> _WORK INSTRUCTIONS_
Pull out each line of the entries below that contains the word "white", and copy those lines.

> _EXERCISE INPUT_
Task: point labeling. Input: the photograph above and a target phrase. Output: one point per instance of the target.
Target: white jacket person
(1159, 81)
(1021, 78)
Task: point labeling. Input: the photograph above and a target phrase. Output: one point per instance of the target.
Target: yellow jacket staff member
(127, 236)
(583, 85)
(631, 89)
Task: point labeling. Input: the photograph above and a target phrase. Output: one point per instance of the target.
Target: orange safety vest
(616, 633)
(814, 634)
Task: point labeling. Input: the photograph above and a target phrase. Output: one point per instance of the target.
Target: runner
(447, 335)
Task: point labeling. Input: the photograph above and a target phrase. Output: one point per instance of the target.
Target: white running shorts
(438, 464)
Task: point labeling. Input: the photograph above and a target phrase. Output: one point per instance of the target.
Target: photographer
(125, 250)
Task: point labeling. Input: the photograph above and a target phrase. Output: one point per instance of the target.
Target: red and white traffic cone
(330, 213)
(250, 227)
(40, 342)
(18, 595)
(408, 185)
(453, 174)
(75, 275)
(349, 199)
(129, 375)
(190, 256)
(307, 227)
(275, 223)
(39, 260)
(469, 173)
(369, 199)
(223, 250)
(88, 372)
* * *
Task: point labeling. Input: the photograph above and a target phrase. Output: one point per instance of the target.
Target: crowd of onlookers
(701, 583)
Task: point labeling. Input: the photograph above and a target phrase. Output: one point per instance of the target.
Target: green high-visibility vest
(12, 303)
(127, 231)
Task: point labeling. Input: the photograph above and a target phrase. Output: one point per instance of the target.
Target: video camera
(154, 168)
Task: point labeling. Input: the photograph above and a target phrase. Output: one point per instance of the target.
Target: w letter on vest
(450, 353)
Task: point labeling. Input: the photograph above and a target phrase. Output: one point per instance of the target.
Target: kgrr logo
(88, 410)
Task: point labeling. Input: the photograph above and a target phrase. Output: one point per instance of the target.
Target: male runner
* * *
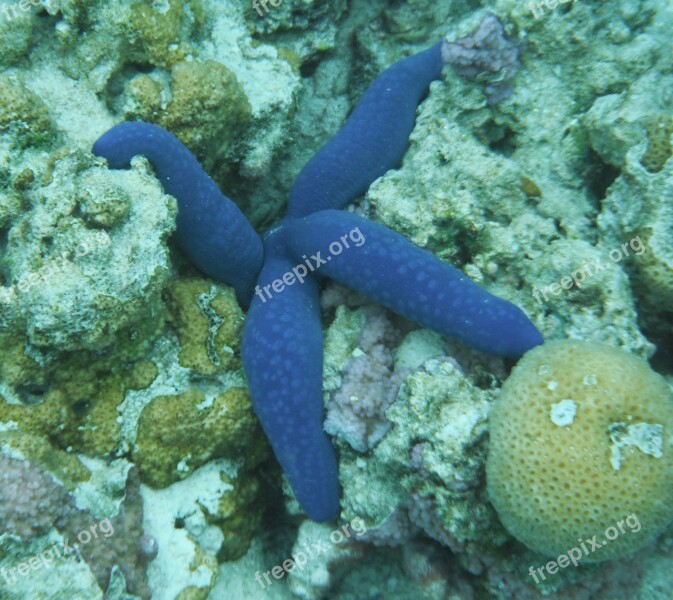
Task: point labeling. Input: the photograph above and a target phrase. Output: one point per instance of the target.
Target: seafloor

> _ANSWER FOR THIS EXERCISE_
Target: white jacket person
Target: white running shorts
Target: red and white traffic cone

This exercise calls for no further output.